[Provided records Boundary: Start]
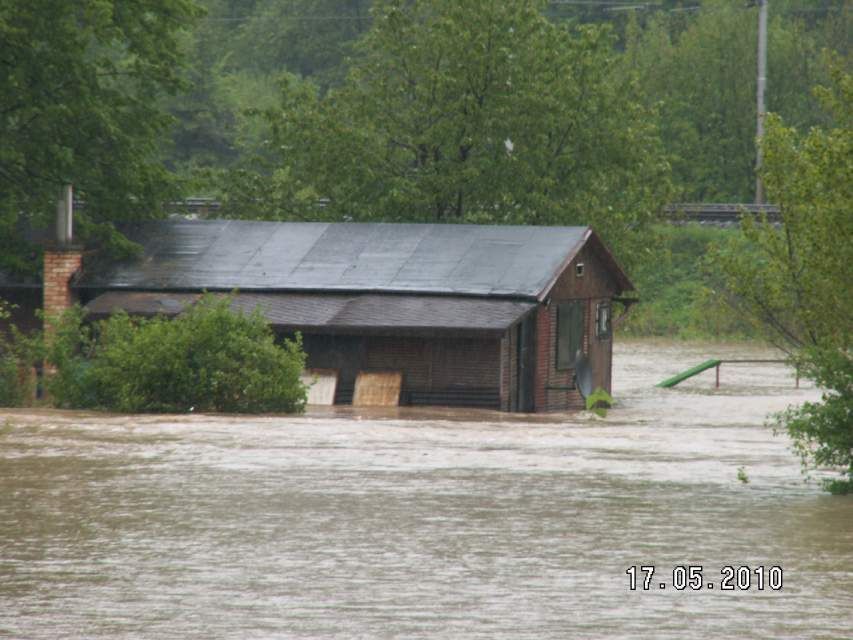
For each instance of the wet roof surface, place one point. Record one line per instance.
(377, 257)
(336, 311)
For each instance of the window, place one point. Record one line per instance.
(602, 321)
(569, 333)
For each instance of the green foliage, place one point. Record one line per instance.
(599, 401)
(481, 111)
(19, 353)
(679, 289)
(794, 280)
(79, 83)
(207, 359)
(702, 72)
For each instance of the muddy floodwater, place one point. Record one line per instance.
(427, 523)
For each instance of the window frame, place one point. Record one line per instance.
(565, 364)
(607, 333)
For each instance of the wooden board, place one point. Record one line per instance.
(377, 389)
(322, 384)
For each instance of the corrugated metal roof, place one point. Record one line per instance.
(141, 303)
(366, 312)
(375, 257)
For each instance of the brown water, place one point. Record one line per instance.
(428, 524)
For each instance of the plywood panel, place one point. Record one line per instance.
(321, 384)
(377, 389)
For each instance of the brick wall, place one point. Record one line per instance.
(59, 267)
(555, 388)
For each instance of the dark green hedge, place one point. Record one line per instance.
(207, 359)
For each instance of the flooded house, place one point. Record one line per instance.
(469, 315)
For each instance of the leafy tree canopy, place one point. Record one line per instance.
(482, 111)
(795, 279)
(79, 89)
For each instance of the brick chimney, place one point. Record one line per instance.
(62, 259)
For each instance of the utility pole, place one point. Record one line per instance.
(762, 81)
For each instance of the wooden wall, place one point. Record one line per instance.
(453, 368)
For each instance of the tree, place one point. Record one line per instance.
(795, 279)
(702, 71)
(79, 90)
(481, 111)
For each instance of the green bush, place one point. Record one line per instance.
(207, 359)
(678, 289)
(19, 353)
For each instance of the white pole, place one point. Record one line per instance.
(761, 84)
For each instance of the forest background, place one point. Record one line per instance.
(562, 112)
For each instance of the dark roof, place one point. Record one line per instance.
(330, 312)
(144, 303)
(221, 255)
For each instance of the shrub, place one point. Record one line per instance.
(207, 359)
(19, 353)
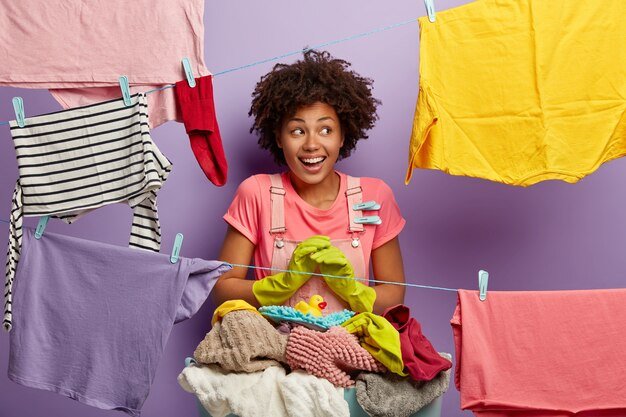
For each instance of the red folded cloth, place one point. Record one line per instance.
(197, 110)
(421, 360)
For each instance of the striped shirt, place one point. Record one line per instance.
(73, 161)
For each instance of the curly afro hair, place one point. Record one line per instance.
(318, 77)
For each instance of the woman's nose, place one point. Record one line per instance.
(311, 143)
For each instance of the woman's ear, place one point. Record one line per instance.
(278, 140)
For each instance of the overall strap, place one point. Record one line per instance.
(277, 208)
(354, 195)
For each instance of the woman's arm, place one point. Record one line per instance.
(232, 285)
(387, 266)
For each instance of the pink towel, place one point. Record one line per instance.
(78, 49)
(330, 355)
(542, 353)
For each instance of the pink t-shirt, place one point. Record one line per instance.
(249, 213)
(78, 49)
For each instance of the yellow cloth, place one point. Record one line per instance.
(229, 306)
(379, 338)
(521, 91)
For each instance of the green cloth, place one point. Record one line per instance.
(278, 288)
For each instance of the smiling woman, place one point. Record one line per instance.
(308, 115)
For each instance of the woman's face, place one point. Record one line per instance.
(311, 140)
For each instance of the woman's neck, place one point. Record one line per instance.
(321, 195)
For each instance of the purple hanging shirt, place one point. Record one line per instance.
(91, 320)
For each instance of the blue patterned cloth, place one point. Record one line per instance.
(285, 313)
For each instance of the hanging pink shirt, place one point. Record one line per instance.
(541, 353)
(78, 49)
(249, 213)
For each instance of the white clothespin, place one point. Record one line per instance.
(430, 9)
(189, 73)
(18, 106)
(125, 87)
(368, 220)
(483, 280)
(41, 226)
(368, 205)
(178, 243)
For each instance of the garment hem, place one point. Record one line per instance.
(70, 394)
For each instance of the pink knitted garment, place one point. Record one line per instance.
(330, 355)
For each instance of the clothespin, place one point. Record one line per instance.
(483, 280)
(368, 220)
(430, 9)
(368, 205)
(178, 243)
(18, 106)
(189, 73)
(41, 226)
(125, 87)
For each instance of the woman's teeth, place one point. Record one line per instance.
(312, 161)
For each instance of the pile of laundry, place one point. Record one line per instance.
(248, 367)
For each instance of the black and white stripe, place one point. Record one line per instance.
(73, 161)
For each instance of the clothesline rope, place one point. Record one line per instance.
(278, 57)
(379, 281)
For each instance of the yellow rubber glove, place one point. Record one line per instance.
(231, 305)
(332, 261)
(379, 338)
(278, 288)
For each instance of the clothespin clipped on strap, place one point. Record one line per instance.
(430, 9)
(368, 220)
(41, 226)
(189, 72)
(125, 87)
(368, 205)
(18, 106)
(483, 280)
(178, 243)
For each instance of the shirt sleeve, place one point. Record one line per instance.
(392, 220)
(244, 211)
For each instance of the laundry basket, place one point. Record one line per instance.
(431, 410)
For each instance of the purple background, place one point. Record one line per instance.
(550, 236)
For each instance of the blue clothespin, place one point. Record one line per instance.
(125, 87)
(430, 9)
(368, 220)
(483, 280)
(178, 243)
(368, 205)
(18, 106)
(41, 226)
(189, 73)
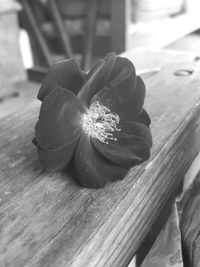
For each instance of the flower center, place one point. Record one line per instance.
(99, 122)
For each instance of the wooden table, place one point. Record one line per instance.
(46, 219)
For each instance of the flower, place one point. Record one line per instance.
(93, 121)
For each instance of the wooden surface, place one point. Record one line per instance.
(11, 65)
(48, 220)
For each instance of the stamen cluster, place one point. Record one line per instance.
(99, 122)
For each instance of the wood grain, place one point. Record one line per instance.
(46, 219)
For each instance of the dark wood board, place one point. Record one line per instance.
(46, 219)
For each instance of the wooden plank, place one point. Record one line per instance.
(157, 34)
(120, 21)
(60, 25)
(90, 33)
(47, 220)
(35, 29)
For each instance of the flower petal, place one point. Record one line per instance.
(91, 168)
(125, 99)
(121, 63)
(66, 74)
(97, 77)
(132, 146)
(59, 120)
(57, 160)
(144, 118)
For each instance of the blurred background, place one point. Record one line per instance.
(35, 34)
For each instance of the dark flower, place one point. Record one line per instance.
(95, 121)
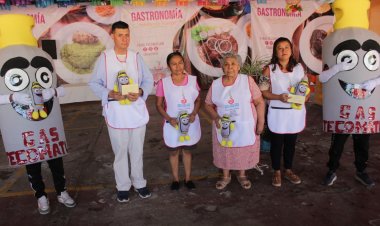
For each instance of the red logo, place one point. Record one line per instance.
(231, 100)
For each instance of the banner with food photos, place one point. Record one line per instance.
(305, 23)
(75, 35)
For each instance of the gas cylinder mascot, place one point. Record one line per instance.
(122, 79)
(30, 115)
(302, 89)
(184, 126)
(350, 97)
(227, 126)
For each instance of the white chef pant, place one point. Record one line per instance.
(128, 143)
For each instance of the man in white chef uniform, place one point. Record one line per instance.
(126, 115)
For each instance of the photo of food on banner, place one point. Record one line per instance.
(308, 38)
(77, 39)
(212, 32)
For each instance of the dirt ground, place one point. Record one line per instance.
(90, 180)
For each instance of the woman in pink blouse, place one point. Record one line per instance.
(237, 108)
(178, 102)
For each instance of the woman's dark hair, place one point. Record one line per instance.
(173, 54)
(119, 25)
(292, 62)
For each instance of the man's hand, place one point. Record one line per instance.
(115, 95)
(133, 96)
(284, 97)
(192, 117)
(259, 128)
(173, 122)
(47, 94)
(217, 122)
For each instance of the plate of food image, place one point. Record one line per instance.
(245, 25)
(209, 40)
(105, 14)
(311, 41)
(78, 47)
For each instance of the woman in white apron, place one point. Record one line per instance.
(237, 108)
(284, 122)
(178, 102)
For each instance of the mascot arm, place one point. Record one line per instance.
(5, 99)
(371, 84)
(327, 74)
(47, 94)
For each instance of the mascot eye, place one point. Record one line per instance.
(16, 79)
(372, 60)
(44, 77)
(349, 56)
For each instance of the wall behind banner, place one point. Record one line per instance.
(75, 36)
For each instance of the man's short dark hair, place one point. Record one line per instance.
(120, 25)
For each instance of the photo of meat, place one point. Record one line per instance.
(208, 40)
(311, 40)
(80, 55)
(104, 14)
(213, 43)
(78, 48)
(105, 10)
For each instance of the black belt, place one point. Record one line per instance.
(282, 108)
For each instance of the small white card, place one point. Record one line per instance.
(131, 88)
(296, 99)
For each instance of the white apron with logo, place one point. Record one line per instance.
(120, 116)
(179, 99)
(281, 117)
(235, 101)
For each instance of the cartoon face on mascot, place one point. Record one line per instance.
(34, 132)
(347, 107)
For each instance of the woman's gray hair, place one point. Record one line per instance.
(231, 55)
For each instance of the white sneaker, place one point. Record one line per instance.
(43, 205)
(65, 199)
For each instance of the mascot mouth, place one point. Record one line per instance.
(354, 90)
(32, 113)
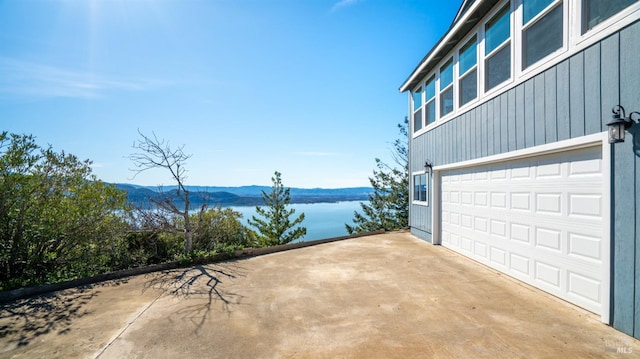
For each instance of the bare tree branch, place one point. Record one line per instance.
(157, 153)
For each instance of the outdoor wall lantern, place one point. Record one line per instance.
(427, 167)
(619, 123)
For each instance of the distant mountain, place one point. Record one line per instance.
(240, 196)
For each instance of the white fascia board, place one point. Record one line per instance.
(560, 146)
(440, 44)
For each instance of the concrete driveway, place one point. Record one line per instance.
(381, 296)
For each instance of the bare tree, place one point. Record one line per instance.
(157, 153)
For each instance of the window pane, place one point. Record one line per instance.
(417, 99)
(446, 74)
(468, 87)
(543, 37)
(417, 120)
(597, 11)
(446, 102)
(498, 30)
(531, 8)
(468, 57)
(498, 68)
(423, 187)
(430, 111)
(430, 88)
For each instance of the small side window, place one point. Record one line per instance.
(417, 109)
(420, 187)
(542, 30)
(446, 88)
(497, 49)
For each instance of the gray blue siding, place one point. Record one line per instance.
(572, 99)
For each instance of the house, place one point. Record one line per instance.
(509, 152)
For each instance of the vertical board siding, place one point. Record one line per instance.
(562, 100)
(520, 121)
(529, 114)
(539, 112)
(576, 95)
(592, 118)
(504, 123)
(572, 99)
(610, 75)
(511, 118)
(627, 301)
(550, 109)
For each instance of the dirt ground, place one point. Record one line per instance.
(381, 296)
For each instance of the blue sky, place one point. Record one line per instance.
(305, 87)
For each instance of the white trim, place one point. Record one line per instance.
(413, 186)
(598, 139)
(436, 225)
(573, 43)
(574, 143)
(442, 43)
(608, 26)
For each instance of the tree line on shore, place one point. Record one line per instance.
(59, 222)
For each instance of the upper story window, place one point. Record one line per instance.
(542, 29)
(430, 100)
(497, 49)
(597, 11)
(417, 109)
(446, 88)
(468, 72)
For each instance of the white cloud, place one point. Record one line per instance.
(23, 78)
(343, 3)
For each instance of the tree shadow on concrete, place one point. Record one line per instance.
(25, 320)
(202, 285)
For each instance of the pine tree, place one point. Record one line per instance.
(275, 227)
(388, 207)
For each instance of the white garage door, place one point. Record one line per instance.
(538, 219)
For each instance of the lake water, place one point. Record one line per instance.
(322, 220)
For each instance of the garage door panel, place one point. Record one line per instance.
(538, 219)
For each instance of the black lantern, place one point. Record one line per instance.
(618, 124)
(427, 167)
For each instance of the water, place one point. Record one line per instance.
(322, 220)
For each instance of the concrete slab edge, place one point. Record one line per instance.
(27, 292)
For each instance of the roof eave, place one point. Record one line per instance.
(465, 20)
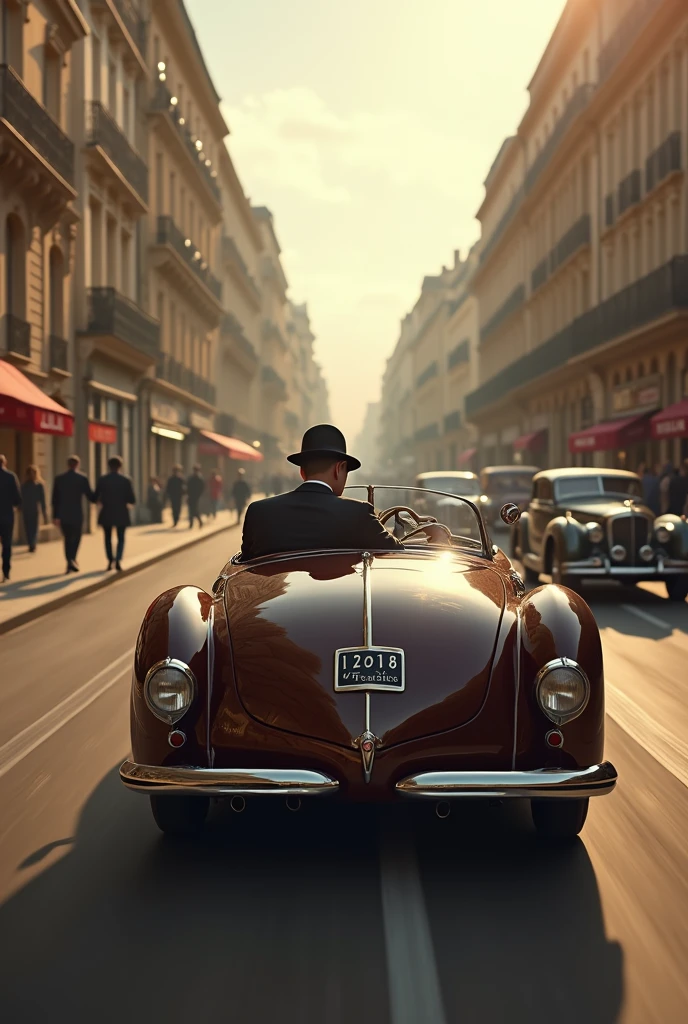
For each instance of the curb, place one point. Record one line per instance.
(42, 609)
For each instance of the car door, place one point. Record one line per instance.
(540, 514)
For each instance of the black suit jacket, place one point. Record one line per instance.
(311, 518)
(68, 493)
(115, 493)
(10, 497)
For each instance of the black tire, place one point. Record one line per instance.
(559, 819)
(179, 815)
(677, 588)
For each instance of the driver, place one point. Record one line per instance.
(314, 516)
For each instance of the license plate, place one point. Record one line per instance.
(370, 669)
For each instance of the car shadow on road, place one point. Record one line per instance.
(273, 915)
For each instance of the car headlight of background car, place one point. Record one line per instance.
(562, 690)
(169, 690)
(595, 532)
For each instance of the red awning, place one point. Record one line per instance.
(24, 407)
(671, 422)
(466, 457)
(231, 446)
(534, 441)
(612, 434)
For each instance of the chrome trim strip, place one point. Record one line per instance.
(229, 781)
(544, 783)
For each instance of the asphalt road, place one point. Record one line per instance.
(329, 916)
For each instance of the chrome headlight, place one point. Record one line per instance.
(562, 689)
(169, 689)
(663, 532)
(595, 532)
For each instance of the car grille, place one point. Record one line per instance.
(632, 531)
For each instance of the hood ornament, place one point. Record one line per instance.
(367, 742)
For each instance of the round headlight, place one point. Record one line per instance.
(562, 689)
(595, 532)
(663, 532)
(169, 690)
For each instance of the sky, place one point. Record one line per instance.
(368, 127)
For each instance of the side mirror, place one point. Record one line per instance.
(510, 514)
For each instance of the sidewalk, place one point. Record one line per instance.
(39, 583)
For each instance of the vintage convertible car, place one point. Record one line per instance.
(371, 676)
(587, 523)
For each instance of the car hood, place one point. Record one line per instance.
(288, 617)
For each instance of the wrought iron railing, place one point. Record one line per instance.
(162, 101)
(104, 131)
(114, 314)
(57, 352)
(34, 123)
(17, 336)
(169, 233)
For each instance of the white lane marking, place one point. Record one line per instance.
(667, 748)
(24, 742)
(415, 991)
(652, 620)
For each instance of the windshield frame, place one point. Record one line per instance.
(371, 489)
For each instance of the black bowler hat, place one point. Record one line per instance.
(320, 442)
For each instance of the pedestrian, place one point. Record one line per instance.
(155, 500)
(678, 492)
(115, 495)
(33, 500)
(195, 488)
(650, 481)
(215, 491)
(174, 491)
(69, 492)
(10, 499)
(241, 493)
[Provided records Boundary: End]
Task goal:
The line with "For each instance of the black bowler", the last line of the data above, and every line between them should be duplicated exactly, with nothing else.

Expected answer:
For each instance of the black bowler hat, place one point. Record one line per instance.
(320, 442)
For each instance of the pedestrian, place one point. Record one line per instance.
(155, 500)
(678, 492)
(115, 495)
(33, 500)
(195, 488)
(650, 481)
(215, 491)
(174, 491)
(69, 492)
(10, 499)
(241, 493)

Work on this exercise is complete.